Object location annotation data

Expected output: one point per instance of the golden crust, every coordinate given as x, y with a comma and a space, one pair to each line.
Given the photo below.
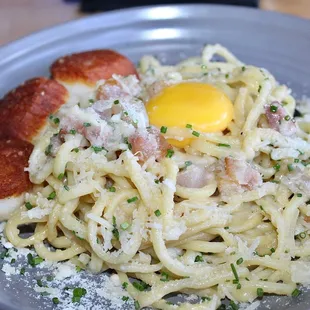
24, 111
14, 155
89, 67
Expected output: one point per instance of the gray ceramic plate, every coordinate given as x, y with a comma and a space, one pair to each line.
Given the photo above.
278, 42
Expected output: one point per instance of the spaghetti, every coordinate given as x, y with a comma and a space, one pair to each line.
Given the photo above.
242, 233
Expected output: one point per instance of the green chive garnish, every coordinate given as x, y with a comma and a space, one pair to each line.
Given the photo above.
157, 213
233, 268
170, 153
28, 205
296, 292
125, 226
52, 195
290, 167
199, 259
273, 108
133, 199
163, 129
239, 261
260, 292
55, 301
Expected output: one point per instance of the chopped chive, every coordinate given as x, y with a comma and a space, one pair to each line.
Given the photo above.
61, 176
28, 205
203, 299
164, 277
233, 268
48, 150
115, 231
55, 301
140, 286
137, 305
224, 145
188, 163
97, 149
296, 292
133, 199
125, 225
239, 261
79, 292
170, 153
290, 167
125, 285
4, 254
199, 259
33, 261
260, 292
157, 213
163, 129
195, 133
273, 108
52, 195
277, 167
233, 305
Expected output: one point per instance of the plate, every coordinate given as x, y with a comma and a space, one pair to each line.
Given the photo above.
280, 43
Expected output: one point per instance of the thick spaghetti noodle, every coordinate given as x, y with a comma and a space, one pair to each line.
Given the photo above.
243, 233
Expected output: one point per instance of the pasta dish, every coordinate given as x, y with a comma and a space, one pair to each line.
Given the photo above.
184, 179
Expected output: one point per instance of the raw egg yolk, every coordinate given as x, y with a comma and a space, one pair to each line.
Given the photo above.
200, 105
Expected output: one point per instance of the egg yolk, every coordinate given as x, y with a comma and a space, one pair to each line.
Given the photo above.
202, 106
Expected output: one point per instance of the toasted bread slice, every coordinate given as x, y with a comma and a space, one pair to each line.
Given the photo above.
24, 111
90, 67
14, 181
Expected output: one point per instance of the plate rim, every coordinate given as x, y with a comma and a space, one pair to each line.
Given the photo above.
15, 48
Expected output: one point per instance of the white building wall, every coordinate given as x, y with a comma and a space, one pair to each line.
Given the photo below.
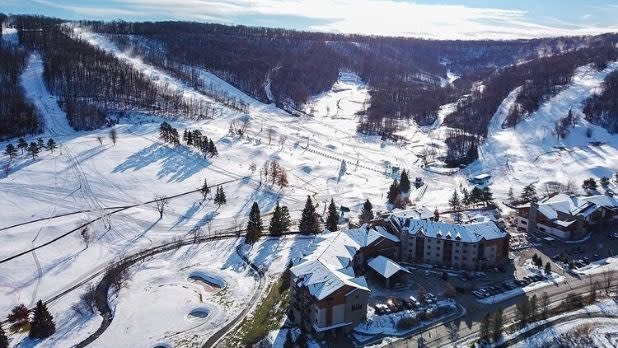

WHAT IS ASKED: Format the records above as a numbered list, from the line containing "Expected output: one point per instance of the white" through the end of the records, both ends included. Omit blank lines and pictures.

SOLUTION FOR THIS TASK:
1. Expected output: one point per instance of the white building wall, every coordinate given as x, y with a comma and a space, one pair to each line.
2. Given the photo below.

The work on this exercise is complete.